_What is expected_. Copy every entry in the listing below exactly, but not the pictures.

'''

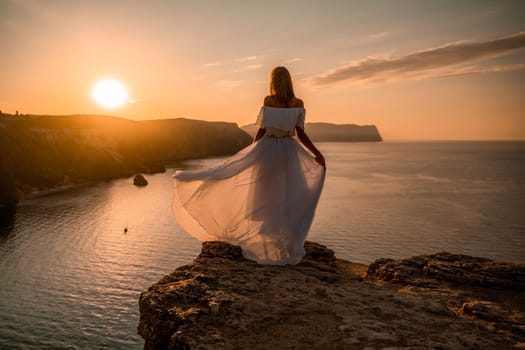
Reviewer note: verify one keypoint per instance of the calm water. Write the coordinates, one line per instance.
(70, 277)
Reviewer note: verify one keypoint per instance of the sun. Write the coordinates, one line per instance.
(109, 93)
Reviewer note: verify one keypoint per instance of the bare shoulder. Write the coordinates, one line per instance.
(297, 102)
(268, 101)
(271, 101)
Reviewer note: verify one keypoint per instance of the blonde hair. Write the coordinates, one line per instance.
(281, 84)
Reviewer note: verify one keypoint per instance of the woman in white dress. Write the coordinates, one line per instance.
(264, 197)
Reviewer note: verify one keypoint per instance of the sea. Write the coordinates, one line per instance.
(71, 276)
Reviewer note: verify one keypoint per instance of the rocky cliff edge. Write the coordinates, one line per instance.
(439, 301)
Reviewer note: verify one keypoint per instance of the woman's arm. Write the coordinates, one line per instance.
(305, 140)
(260, 133)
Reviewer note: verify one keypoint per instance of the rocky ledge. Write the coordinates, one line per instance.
(439, 301)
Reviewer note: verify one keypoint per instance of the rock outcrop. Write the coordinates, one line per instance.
(223, 301)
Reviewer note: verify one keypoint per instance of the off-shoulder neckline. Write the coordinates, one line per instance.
(282, 107)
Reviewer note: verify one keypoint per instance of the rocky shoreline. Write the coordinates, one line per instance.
(439, 301)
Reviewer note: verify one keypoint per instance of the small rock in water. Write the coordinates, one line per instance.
(139, 180)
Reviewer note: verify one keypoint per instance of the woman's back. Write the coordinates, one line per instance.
(272, 101)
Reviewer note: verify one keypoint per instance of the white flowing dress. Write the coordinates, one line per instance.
(263, 198)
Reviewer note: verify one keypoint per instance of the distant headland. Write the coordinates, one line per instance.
(327, 132)
(43, 152)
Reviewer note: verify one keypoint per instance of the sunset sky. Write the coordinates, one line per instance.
(416, 69)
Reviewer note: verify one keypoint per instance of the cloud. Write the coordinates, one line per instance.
(440, 61)
(212, 64)
(295, 59)
(378, 36)
(228, 84)
(246, 58)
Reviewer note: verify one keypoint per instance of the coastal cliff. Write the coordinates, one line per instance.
(439, 301)
(42, 152)
(327, 132)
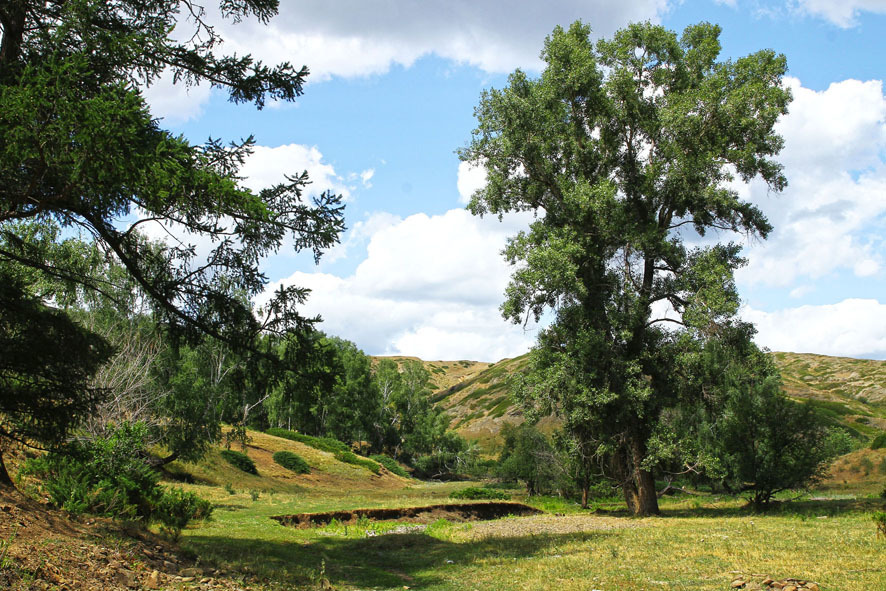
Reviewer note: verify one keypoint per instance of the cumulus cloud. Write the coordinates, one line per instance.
(359, 38)
(843, 13)
(267, 166)
(430, 286)
(830, 217)
(852, 327)
(470, 179)
(176, 103)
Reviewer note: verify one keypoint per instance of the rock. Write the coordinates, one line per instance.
(191, 572)
(126, 578)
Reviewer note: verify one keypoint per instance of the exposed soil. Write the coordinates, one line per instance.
(43, 549)
(457, 512)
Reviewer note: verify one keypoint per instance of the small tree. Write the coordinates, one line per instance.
(528, 456)
(46, 363)
(769, 443)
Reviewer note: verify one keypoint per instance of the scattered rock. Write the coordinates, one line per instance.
(764, 583)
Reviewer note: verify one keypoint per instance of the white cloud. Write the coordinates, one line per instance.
(843, 13)
(835, 205)
(353, 38)
(430, 286)
(850, 328)
(267, 166)
(470, 179)
(176, 103)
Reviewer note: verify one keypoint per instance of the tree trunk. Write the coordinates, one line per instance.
(647, 500)
(5, 480)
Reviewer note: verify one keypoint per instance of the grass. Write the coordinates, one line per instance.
(698, 543)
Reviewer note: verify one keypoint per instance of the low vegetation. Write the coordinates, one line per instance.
(291, 461)
(240, 460)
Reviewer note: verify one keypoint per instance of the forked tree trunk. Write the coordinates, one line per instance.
(5, 480)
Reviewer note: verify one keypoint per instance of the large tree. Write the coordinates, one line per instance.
(623, 148)
(81, 155)
(80, 149)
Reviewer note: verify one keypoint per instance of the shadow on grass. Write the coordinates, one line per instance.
(797, 508)
(394, 560)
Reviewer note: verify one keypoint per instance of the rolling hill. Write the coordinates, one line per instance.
(851, 392)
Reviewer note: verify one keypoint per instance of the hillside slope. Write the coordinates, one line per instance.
(849, 391)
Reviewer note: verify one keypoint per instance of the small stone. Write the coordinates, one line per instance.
(126, 578)
(191, 572)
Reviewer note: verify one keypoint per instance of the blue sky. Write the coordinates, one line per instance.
(391, 97)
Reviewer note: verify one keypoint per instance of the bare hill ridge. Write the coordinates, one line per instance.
(849, 391)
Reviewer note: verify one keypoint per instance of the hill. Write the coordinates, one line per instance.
(851, 392)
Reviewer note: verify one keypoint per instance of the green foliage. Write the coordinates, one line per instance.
(108, 476)
(528, 456)
(616, 146)
(474, 493)
(239, 460)
(349, 457)
(176, 508)
(72, 114)
(390, 463)
(879, 519)
(292, 461)
(769, 443)
(322, 443)
(46, 365)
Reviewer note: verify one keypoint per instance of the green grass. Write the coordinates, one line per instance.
(697, 544)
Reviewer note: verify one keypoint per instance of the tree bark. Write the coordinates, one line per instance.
(5, 480)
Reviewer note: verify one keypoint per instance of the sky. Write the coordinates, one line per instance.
(390, 99)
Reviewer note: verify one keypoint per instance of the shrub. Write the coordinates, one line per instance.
(239, 460)
(176, 508)
(391, 464)
(349, 457)
(107, 476)
(879, 518)
(292, 461)
(322, 443)
(474, 493)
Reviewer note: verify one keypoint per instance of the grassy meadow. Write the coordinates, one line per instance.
(700, 541)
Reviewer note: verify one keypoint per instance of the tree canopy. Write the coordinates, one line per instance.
(83, 161)
(625, 149)
(81, 151)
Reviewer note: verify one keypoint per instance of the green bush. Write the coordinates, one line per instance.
(322, 443)
(350, 457)
(176, 508)
(292, 461)
(108, 476)
(474, 493)
(239, 460)
(391, 464)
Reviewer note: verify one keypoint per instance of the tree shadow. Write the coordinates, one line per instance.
(393, 560)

'''

_Result for this exercise_.
Reviewer note: verify one keypoint per instance of the calm water. Write the coordinates, one line per instance.
(70, 277)
Reviewer note: verify one keypoint per instance of the sun. Write the coordinates, one line per instance.
(109, 93)
Reviewer note: verify one keypoint per instance of the bare shoulder. Write the coordinates, one line per instance.
(297, 102)
(268, 101)
(271, 101)
Reviewer note: verify one keypoint per instance of the blonde hair. Write the coordinates, one line per instance.
(281, 84)
Reviewer note: verify one keypoint per instance of the woman in white dress. Write the coordinates, one line per instance.
(264, 197)
Reviewer note: verify one keypoint per instance of the sea. Write the coordinates, one line per instance.
(71, 276)
Reviewer note: verify one keypoint per instance of the rocky cliff edge. Write the coordinates, one line per instance.
(439, 301)
Reviewer note: verify one keypoint per instance of the woman's arm. Write the coordinates, one line per instance.
(305, 140)
(260, 133)
Reviewer note: verify one keypoint per instance of the rocky ledge. Write the coordinates, one line per instance.
(439, 301)
Reviewer note: verify one keypoint per instance of the rock outcrop. Write the coordinates, one line per instance.
(223, 301)
Reviewer note: verify one keypoint per instance of the off-shoulder neckline. Write the coordinates, one line per instance.
(282, 107)
Reviewer note: verify one keypoint per instance of the rocky shoreline. Write the coordinates, one line per instance.
(439, 301)
Reviewer note: verify one keypoint per instance of the small rock in water. Write the coordinates, one line per instance.
(139, 180)
Reviewer note: verify one keypoint per instance of the woman's back. Write the coordinates, one line per instance.
(272, 101)
Reviewer note: verify one keypoint per instance of the white flowing dress. Write the coordinates, one line per instance.
(263, 198)
Reviewer note: verify one keypoint per instance of the distant headland. Write the coordinates, one line per instance.
(327, 132)
(43, 152)
Reviewer note: verify one keypoint per instance of the sunset sky. Write the coordinates, one line per instance.
(416, 69)
Reviewer note: verify one keypoint per instance of the cloud. Write the coordinates, one line per instance.
(440, 61)
(212, 64)
(295, 59)
(378, 36)
(228, 84)
(246, 58)
Reviewer note: verify one keypoint per instance of the coastal cliff. Write the coordinates, one line per instance.
(439, 301)
(42, 152)
(327, 132)
Reviewer note: verify one keypoint per instance of the cumulus cloud. Write the coordinates, one line per instance.
(359, 38)
(843, 13)
(267, 166)
(430, 286)
(830, 217)
(852, 327)
(470, 179)
(176, 103)
Reviewer note: verify one keypoint per instance of the rock. Write the coordinates, one line per instance.
(191, 572)
(126, 578)
Reviewer note: verify one keypoint per instance of the exposed soil. Write the coordinates, one line per instance.
(43, 549)
(457, 512)
Reviewer note: verify one keypoint per instance of the small tree. Write the coordinates, one line per instance.
(528, 456)
(46, 363)
(769, 443)
Reviewer note: verify one keypoint per instance of the scattered rock. Write the coordinates, one line per instance.
(764, 583)
Reviewer note: verify one keypoint per instance of the white cloud. Write the coordinates, one line per instance.
(843, 13)
(835, 205)
(353, 38)
(430, 286)
(850, 328)
(267, 166)
(470, 179)
(176, 103)
Reviewer note: verify one keypoint per instance of the tree trunk. Write the coordinates, one line per instance.
(647, 500)
(5, 480)
Reviewer note: verify one keypoint per instance of the grass. Write the coordinates, one line per instance.
(698, 543)
Reviewer note: verify one keypoint per instance of the low vegetation. Write the coordinates, one line per instance.
(291, 461)
(240, 460)
Reviewer note: verify one keypoint per instance of the forked tree trunk. Write the coordinates, one line per instance.
(5, 480)
Reviewer note: verify one keypoint per instance of the large tree. Write the coordinates, one line per instance.
(623, 148)
(81, 155)
(80, 149)
Reviewer note: verify one keypoint per instance of the shadow on grass. Write the coordinates, one line per instance.
(797, 508)
(394, 560)
Reviewer note: verify one keypoint per instance of the rolling hill. Write the coordinates, one line per instance.
(851, 392)
Reviewer note: verify one keypoint per instance of the hillside slope. Write the coordinates, one line per instance.
(849, 391)
Reviewer note: verify one keypoint per instance of the small stone. Write the coordinates, one line per instance.
(126, 578)
(191, 572)
Reviewer note: verify one keypoint per instance of the blue sky. Write the coordinates, one line per instance.
(391, 97)
Reviewer note: verify one keypoint per instance of the bare hill ridge. Write the coordinates, one line per instance.
(849, 391)
Reviewer note: verify one keypoint per instance of the hill. Write the coordinates, one line per instance.
(851, 392)
Reviewer note: verify one keypoint per instance of the green foliage. Write the coordinates, one line per instance.
(108, 476)
(528, 456)
(616, 146)
(474, 493)
(239, 460)
(349, 457)
(176, 508)
(72, 114)
(390, 463)
(879, 519)
(292, 461)
(769, 443)
(322, 443)
(46, 365)
Reviewer note: verify one keypoint per instance of the green grass. Write the coordinates, one line per instance.
(697, 544)
Reviewer note: verify one keypoint per instance of the tree bark. Write the coordinates, one line per instance.
(5, 480)
Reviewer note: verify one keypoint per instance of the sky. Write the coordinates, one line per instance.
(390, 99)
Reviewer note: verify one keypoint per instance of the shrub. Write the coordinates, one line per instance.
(239, 460)
(176, 508)
(391, 464)
(349, 457)
(107, 476)
(879, 518)
(292, 461)
(322, 443)
(474, 493)
Reviewer note: verify one keypoint per instance of the grassy meadow. Write the coordinates, one line per instance.
(700, 541)
Reviewer note: verify one keypoint per instance of the tree canopy. Write the coordinates, one line per instance.
(83, 161)
(625, 149)
(81, 151)
Reviewer note: verify one keypoint per instance of the green bush. Write the coordinates, one line per instance.
(322, 443)
(350, 457)
(176, 508)
(292, 461)
(108, 476)
(474, 493)
(239, 460)
(391, 464)
Reviewer note: verify one keypoint per instance of the tree shadow. Write the coordinates, one line per instance.
(393, 560)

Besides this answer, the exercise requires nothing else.